Goal – Present the lines below as a numbered list, with blank lines omitted.

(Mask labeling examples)
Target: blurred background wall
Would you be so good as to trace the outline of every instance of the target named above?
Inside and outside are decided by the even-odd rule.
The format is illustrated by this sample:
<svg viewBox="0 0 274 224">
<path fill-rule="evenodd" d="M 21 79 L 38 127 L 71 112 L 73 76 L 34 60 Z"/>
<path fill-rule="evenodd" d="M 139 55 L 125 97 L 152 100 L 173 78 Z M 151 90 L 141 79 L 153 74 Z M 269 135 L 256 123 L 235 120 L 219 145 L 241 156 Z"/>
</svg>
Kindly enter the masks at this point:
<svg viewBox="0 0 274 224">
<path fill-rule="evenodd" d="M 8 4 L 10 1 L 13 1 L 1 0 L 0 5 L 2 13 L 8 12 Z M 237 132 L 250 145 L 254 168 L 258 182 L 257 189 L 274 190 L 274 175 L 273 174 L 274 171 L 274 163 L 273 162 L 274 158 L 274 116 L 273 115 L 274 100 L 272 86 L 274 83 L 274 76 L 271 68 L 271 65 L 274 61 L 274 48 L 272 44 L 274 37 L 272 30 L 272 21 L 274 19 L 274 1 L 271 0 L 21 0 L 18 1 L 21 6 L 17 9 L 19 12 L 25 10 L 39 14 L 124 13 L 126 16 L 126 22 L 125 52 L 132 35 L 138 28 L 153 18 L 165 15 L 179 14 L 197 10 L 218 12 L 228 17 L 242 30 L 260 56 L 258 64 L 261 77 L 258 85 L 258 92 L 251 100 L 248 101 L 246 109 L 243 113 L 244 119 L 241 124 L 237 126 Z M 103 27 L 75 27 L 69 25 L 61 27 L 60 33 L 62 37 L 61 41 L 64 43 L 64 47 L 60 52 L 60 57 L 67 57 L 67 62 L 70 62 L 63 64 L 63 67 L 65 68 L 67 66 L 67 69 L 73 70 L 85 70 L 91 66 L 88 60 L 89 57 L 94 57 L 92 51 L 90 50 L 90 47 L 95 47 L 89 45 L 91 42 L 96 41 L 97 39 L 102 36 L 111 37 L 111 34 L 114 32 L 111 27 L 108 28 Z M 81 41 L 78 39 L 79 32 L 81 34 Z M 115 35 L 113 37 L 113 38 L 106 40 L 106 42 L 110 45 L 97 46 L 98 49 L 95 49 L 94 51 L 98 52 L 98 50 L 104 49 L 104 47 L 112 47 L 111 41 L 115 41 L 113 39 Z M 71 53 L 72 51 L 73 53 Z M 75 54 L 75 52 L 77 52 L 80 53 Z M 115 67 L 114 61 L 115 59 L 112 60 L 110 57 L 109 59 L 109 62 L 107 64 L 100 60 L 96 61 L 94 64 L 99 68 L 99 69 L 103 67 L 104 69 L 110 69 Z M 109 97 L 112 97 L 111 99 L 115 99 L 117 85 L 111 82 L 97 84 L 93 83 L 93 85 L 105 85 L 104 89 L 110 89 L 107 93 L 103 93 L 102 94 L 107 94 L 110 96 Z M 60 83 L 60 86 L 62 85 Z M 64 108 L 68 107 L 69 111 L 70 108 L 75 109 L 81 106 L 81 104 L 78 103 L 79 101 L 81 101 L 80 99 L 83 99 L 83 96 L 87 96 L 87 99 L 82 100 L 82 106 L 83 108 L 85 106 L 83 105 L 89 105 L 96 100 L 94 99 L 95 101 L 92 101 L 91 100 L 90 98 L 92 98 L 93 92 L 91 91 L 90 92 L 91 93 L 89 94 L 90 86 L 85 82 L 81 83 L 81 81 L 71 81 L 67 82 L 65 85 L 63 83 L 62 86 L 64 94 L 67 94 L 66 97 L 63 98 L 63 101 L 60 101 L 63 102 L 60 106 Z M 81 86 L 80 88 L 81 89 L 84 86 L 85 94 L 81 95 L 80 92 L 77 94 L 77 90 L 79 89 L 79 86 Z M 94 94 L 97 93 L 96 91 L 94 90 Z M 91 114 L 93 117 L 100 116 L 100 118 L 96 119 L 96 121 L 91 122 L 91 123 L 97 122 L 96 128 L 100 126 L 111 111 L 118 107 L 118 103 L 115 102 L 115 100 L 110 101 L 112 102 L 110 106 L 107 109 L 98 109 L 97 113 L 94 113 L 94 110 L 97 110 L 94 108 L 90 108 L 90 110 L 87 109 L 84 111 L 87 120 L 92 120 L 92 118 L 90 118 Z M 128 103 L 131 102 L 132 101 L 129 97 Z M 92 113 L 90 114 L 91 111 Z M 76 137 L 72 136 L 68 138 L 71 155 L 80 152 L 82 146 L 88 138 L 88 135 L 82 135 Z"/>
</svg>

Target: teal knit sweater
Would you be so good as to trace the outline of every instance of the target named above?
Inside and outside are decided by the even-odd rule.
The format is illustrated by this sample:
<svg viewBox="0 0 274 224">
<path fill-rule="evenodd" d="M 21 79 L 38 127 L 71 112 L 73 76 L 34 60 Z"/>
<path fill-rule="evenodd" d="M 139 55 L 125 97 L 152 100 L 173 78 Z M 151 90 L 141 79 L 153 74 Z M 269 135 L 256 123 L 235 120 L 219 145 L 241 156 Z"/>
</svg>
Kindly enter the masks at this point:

Complete output –
1. Target: blurred background wall
2. Would you be so good as to trace the outline of every instance of the target named above?
3. Inside and outside are decided by the even-odd rule.
4. The format is illustrated by this sample:
5. <svg viewBox="0 0 274 224">
6. <path fill-rule="evenodd" d="M 21 79 L 38 127 L 71 112 L 73 76 L 34 60 Z"/>
7. <path fill-rule="evenodd" d="M 139 55 L 125 97 L 152 100 L 173 78 Z M 151 90 L 141 79 L 153 74 Z M 269 135 L 256 123 L 235 120 L 219 145 L 241 156 Z"/>
8. </svg>
9. Kindly enter the masks at this point:
10. <svg viewBox="0 0 274 224">
11. <path fill-rule="evenodd" d="M 8 4 L 10 1 L 13 1 L 1 0 L 0 5 L 2 13 L 8 12 Z M 237 132 L 250 145 L 254 168 L 258 182 L 257 189 L 274 190 L 274 175 L 273 174 L 274 171 L 274 163 L 273 162 L 274 158 L 274 116 L 273 115 L 274 100 L 272 86 L 274 83 L 274 76 L 271 68 L 271 65 L 274 61 L 274 48 L 272 44 L 274 37 L 272 30 L 272 21 L 274 19 L 274 1 L 271 0 L 21 0 L 18 1 L 21 6 L 17 9 L 19 12 L 25 10 L 39 14 L 124 13 L 126 16 L 126 22 L 125 52 L 132 35 L 138 28 L 153 18 L 165 15 L 179 14 L 197 10 L 218 12 L 228 17 L 242 30 L 260 56 L 258 64 L 261 77 L 258 85 L 258 92 L 251 100 L 248 101 L 246 109 L 243 113 L 244 119 L 241 124 L 237 126 Z M 103 27 L 75 27 L 69 25 L 61 27 L 60 33 L 62 37 L 61 41 L 64 43 L 64 47 L 60 52 L 60 57 L 67 57 L 67 62 L 70 62 L 63 64 L 63 67 L 65 68 L 67 66 L 67 69 L 73 70 L 85 70 L 91 66 L 88 60 L 89 57 L 94 57 L 92 51 L 90 50 L 90 47 L 95 47 L 89 45 L 91 42 L 96 41 L 97 39 L 102 36 L 111 37 L 111 34 L 114 32 L 111 27 L 108 28 Z M 81 41 L 78 39 L 79 32 L 81 34 Z M 115 35 L 113 37 L 113 38 L 106 40 L 106 42 L 110 45 L 97 46 L 98 49 L 95 49 L 94 51 L 98 52 L 98 50 L 104 49 L 104 47 L 112 47 L 111 41 L 115 41 L 113 39 Z M 71 53 L 72 51 L 73 53 Z M 75 54 L 75 52 L 77 52 L 80 53 Z M 115 67 L 114 61 L 115 59 L 112 60 L 110 57 L 109 59 L 109 62 L 107 64 L 100 60 L 96 61 L 94 64 L 99 68 L 99 69 L 103 67 L 104 69 L 110 69 Z M 109 97 L 112 97 L 111 99 L 115 99 L 117 85 L 111 82 L 97 84 L 93 83 L 93 85 L 105 85 L 104 89 L 110 89 L 107 93 L 103 93 L 102 94 L 107 94 L 110 96 Z M 60 83 L 60 86 L 62 85 Z M 64 108 L 68 107 L 69 111 L 70 108 L 75 109 L 81 106 L 81 104 L 78 103 L 79 101 L 81 101 L 80 99 L 83 99 L 83 96 L 87 96 L 87 99 L 82 100 L 82 106 L 83 108 L 85 106 L 83 105 L 89 105 L 96 100 L 94 99 L 95 101 L 92 101 L 91 100 L 90 98 L 92 98 L 93 92 L 91 91 L 90 92 L 91 93 L 89 94 L 90 86 L 85 82 L 81 83 L 81 81 L 71 81 L 67 82 L 65 85 L 63 83 L 62 86 L 64 94 L 67 94 L 66 97 L 63 98 L 63 101 L 60 101 L 63 102 L 60 106 Z M 81 86 L 80 88 L 81 89 L 84 86 L 85 94 L 81 95 L 80 92 L 77 94 L 77 90 L 79 89 L 79 86 Z M 94 94 L 97 93 L 96 91 L 94 90 Z M 91 114 L 93 117 L 100 116 L 100 118 L 96 119 L 96 121 L 91 122 L 91 123 L 97 122 L 96 128 L 100 126 L 111 111 L 118 107 L 118 103 L 115 102 L 115 100 L 110 101 L 112 102 L 110 106 L 107 109 L 98 109 L 97 113 L 94 113 L 94 110 L 97 110 L 94 108 L 90 108 L 90 110 L 87 109 L 84 111 L 87 120 L 92 120 L 92 118 L 90 118 Z M 128 103 L 131 102 L 132 101 L 129 97 Z M 92 113 L 90 114 L 91 111 Z M 76 137 L 72 136 L 68 138 L 71 155 L 80 152 L 82 146 L 88 138 L 88 135 L 82 135 Z"/>
12. </svg>
13. Target: teal knit sweater
14. Would you be so good as to trace the outline of every instance of the target named above?
15. Inside and outside are decided by the even-odd rule.
16. The format is illustrated by this sample:
17. <svg viewBox="0 0 274 224">
18. <path fill-rule="evenodd" d="M 21 79 L 38 127 L 71 112 L 73 76 L 34 60 Z"/>
19. <path fill-rule="evenodd" d="M 139 55 L 125 97 L 152 100 L 173 78 Z M 151 90 L 141 79 L 153 74 Z M 269 135 L 256 123 L 235 120 L 219 145 L 241 156 Z"/>
20. </svg>
21. Kindly enter the masks at this point:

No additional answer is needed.